» **Text block**

1. Surely you could solve the problem by elimination, but you didn't, and you object against it.
2. When the volume of a cone is computed by integration, the result is that 0=3V-Ah.
3. Which 'arbitrary confusing parameters' are you talking about? My variables are (V,A,R,S,h,a) and their differentials.
4. The rules of differentiation used are d(x+y)=dx+dy and d(x·y)=x·dy+dx·y, no matter which variable I am differenting with respect to.
5. h is not a free parameter, dh is.
6. That dV/dh=0 can be written dV=0, dh=1.
7. Lagrange multipliers are not wrong, but not necessary either.
8. 'Just because I have a square root doesn't mean my method is somehow more complicated'. No, but it is more advanced. My method can be used by someone who hasn't been taught square roots or fractions.

Did you understand my explanation, or do you still find the calculation difficult to follow? Bo Jacoby (talk) 23:06, 16 December 2013 (UTC).

1. Why use elimination when in this situation it's easier to just solve it using substitution?

Excerpts of location labeling data:
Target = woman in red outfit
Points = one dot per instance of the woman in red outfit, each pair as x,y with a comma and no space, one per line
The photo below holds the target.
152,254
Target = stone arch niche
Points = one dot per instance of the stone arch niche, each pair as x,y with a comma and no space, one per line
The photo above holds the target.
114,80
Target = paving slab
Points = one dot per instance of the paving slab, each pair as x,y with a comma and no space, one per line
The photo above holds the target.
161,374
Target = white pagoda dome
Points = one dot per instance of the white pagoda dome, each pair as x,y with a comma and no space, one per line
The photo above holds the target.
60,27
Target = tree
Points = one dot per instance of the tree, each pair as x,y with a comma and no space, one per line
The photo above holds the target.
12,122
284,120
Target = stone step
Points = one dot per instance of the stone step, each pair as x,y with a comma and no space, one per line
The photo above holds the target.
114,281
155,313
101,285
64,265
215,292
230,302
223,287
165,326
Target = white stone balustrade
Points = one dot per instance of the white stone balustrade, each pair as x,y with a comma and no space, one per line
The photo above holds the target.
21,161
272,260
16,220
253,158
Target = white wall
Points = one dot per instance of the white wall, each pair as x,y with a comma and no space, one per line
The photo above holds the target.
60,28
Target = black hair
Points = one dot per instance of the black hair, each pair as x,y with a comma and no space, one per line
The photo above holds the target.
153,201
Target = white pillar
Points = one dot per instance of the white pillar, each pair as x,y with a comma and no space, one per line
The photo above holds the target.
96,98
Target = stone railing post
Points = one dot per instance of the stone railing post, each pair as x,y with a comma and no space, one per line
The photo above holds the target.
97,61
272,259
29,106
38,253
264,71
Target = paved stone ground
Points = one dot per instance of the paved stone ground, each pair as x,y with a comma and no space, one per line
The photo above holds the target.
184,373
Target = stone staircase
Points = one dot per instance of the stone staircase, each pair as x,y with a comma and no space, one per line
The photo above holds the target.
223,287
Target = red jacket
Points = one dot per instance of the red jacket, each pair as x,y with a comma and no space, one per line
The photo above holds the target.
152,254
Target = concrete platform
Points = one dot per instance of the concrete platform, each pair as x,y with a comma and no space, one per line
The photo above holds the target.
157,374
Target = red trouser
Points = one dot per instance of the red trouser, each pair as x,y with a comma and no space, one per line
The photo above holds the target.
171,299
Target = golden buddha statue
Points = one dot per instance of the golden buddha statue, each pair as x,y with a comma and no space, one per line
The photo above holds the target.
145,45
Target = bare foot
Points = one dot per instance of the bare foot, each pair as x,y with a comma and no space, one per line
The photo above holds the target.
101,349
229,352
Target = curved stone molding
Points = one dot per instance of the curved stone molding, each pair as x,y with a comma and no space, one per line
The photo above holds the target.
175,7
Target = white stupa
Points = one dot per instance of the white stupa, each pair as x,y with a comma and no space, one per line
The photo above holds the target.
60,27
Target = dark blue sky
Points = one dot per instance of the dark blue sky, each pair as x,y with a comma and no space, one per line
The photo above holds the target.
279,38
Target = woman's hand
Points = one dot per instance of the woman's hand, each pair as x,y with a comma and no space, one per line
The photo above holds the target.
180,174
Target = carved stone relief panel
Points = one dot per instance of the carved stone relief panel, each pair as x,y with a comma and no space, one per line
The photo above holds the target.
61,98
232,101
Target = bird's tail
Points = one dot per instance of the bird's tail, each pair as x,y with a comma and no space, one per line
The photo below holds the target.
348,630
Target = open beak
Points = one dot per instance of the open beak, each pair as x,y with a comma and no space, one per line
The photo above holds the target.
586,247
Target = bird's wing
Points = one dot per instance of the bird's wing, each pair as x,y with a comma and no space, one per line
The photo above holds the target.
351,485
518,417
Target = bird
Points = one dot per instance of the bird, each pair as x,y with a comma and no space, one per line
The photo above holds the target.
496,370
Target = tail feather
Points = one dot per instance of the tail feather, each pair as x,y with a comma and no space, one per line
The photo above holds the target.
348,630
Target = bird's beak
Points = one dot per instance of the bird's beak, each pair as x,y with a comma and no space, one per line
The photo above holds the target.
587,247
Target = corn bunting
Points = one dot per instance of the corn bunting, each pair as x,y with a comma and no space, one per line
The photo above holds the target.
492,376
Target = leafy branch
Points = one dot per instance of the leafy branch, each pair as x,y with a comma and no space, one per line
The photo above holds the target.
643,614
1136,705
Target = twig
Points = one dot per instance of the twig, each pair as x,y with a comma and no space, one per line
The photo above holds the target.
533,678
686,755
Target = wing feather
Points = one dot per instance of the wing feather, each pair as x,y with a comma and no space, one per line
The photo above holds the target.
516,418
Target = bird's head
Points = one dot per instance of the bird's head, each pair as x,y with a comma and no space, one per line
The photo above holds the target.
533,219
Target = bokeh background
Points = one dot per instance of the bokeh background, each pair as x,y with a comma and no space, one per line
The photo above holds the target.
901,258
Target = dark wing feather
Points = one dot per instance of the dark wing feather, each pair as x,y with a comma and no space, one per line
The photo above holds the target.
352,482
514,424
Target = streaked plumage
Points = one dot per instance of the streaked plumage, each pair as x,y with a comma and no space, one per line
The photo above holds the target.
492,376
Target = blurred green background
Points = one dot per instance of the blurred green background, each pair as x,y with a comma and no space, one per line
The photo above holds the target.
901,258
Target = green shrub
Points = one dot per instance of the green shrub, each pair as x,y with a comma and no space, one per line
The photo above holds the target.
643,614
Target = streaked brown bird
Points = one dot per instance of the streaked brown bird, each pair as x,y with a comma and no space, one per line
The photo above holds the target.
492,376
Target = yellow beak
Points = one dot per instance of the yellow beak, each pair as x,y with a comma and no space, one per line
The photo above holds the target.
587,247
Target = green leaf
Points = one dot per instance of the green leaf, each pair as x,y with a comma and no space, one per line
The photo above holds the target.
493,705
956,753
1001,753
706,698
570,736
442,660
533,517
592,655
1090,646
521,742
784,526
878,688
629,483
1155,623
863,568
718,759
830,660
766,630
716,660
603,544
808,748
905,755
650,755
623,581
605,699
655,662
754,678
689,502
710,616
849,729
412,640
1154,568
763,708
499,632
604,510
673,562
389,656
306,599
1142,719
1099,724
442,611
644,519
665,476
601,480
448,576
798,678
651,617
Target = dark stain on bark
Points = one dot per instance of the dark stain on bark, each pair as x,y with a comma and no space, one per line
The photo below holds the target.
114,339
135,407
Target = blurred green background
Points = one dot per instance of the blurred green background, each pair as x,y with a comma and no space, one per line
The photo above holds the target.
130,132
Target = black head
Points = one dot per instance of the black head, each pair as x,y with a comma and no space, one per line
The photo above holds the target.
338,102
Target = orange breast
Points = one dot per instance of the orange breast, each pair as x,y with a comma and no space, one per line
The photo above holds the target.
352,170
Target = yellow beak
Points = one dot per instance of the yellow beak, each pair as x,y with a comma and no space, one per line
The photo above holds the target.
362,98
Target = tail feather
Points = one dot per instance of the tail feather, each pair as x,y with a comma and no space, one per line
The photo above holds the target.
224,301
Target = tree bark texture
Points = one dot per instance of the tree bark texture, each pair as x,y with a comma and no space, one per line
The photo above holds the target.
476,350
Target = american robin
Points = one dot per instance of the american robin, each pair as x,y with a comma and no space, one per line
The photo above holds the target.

» **Stated problem 1**
Answer these questions about the cone discussion:
(a) What equation results when the volume of a cone is computed by integration?
(b) What rule is given for differentiating a product x·y?
(c) Who, according to the writer, can use the writer's method?
» **Stated problem 2**
Resume the cone discussion right after its final line.

» **Right answer 1**
(a) 0=3V-Ah
(b) d(x·y)=x·dy+dx·y
(c) Someone who hasn't been taught square roots or fractions.

» **Right answer 2**
2. That I do not dispute. But it's not the point of my argument, which is that if you have ${\displaystyle V=...}$ the method of Lagrange multipliers is always applicable, and because of 3D integration it's always possible to get such a formula (if you can't get one in closed form, you won't get a form suitable for making polynomials either).
3. The polynomials A and B can't just be anything.
4. The rules for differentials do not apply if the variables are not functions of the same parameters.
5. Also, it is improper to use ordinary differentials in a multivariate situation (if you want to avoid solving for V in terms of one variable).
6. Per the above, dh isn't; also differentials are infinitesimally small so you can only assign a finite value to the quotient of two differentials or the integral of a differential.
7. Strictly nothing but differentiation is necessary but you want the easiest solution, right?
8. No-one is taught calculus without first knowing the basic operations of square rooting and geometry. Basic differential calculus courses that give these kinds of problems do not omit related rates problems, which require one to look at the geometry of the situation.

I would be extremely surprised if someone came to calculus without first knowing the most basic geometry and arithmetic concepts of square roots and fractions (in fact the derivative is fundamentally a limit of a fraction, so you cannot claim that someone who knows differentials doesn't at least also know fractions).--Jasper Deng (talk) 23:21, 16 December 2013 (UTC)

1. Is your objection, that you did not understand the elimination method, still valid?
2. I don't get your point.
3. The equations 0=A·0+B·0 is true for any A and B.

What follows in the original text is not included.